List each line below that contains the string "lawn", with case counting, and copy every such line in full.
--- BEGIN Input rows ---
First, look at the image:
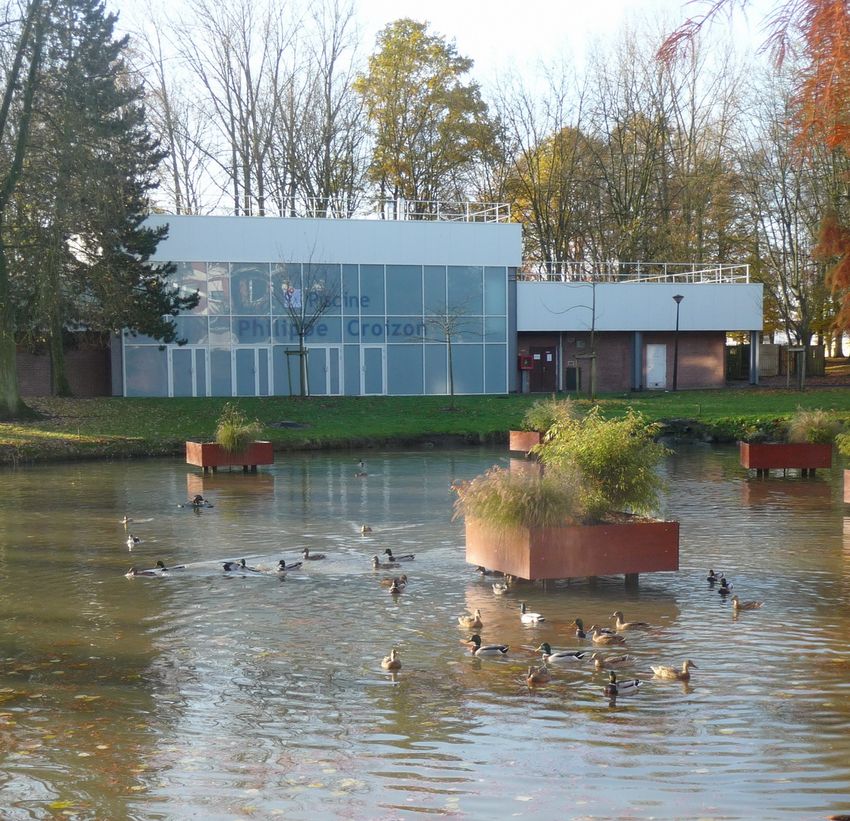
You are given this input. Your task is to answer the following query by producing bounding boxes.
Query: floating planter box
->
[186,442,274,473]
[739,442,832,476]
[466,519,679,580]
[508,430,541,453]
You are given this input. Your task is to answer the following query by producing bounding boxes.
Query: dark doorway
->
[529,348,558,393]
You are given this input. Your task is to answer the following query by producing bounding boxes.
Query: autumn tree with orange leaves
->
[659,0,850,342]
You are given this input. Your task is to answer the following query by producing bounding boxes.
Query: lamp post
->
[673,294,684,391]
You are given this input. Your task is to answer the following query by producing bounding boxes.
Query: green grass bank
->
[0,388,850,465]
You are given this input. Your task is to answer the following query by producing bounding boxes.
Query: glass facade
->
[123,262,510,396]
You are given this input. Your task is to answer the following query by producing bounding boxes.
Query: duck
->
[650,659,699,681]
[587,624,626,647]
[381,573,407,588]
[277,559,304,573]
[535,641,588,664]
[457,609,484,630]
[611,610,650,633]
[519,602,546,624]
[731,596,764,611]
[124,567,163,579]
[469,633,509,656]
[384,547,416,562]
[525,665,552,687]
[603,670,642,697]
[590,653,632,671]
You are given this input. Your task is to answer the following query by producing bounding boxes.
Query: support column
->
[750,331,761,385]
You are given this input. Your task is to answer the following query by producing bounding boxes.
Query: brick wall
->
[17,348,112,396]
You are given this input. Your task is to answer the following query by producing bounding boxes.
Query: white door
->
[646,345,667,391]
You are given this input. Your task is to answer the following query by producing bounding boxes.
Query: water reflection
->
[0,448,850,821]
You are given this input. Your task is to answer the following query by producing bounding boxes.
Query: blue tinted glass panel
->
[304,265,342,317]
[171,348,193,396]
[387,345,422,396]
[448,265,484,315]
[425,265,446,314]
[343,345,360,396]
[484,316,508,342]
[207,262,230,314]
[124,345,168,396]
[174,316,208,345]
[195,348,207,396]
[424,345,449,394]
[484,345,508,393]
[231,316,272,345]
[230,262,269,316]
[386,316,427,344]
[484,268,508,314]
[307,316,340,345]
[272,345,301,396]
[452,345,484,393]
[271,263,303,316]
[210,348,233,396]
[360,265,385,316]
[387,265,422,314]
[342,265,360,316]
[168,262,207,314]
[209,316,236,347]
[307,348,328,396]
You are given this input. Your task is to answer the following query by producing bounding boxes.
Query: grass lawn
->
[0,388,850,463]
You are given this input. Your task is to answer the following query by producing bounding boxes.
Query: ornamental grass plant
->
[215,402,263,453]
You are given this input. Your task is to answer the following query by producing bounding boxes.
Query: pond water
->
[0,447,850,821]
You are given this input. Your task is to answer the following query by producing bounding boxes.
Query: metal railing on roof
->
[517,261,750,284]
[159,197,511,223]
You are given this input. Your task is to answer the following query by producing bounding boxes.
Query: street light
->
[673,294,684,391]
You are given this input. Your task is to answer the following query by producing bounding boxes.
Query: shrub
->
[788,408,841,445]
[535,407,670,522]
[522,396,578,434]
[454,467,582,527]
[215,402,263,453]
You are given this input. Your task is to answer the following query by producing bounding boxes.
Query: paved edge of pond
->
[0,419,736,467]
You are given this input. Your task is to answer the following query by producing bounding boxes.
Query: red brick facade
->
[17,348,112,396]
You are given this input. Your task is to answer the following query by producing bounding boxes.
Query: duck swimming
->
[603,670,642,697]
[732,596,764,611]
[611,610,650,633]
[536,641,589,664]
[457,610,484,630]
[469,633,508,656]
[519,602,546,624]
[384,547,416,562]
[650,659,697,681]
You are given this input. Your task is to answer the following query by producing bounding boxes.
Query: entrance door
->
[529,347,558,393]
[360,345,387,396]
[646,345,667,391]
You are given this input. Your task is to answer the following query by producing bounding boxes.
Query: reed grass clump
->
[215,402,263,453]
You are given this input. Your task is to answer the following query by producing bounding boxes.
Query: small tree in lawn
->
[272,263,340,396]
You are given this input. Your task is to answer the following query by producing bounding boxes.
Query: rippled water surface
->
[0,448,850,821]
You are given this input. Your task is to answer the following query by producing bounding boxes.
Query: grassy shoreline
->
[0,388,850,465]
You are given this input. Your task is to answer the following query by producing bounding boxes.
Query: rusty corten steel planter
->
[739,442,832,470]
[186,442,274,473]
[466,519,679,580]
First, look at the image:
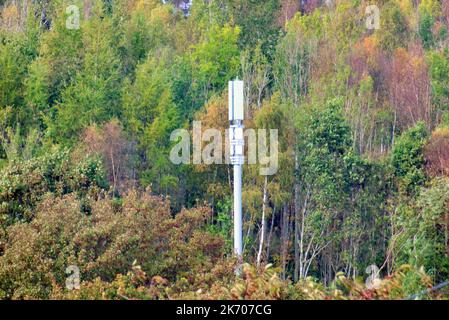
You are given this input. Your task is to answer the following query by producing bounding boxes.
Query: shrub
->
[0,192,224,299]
--- END Input rows ---
▸ Solution to this problem
Query: grass lawn
Query: small tree in lawn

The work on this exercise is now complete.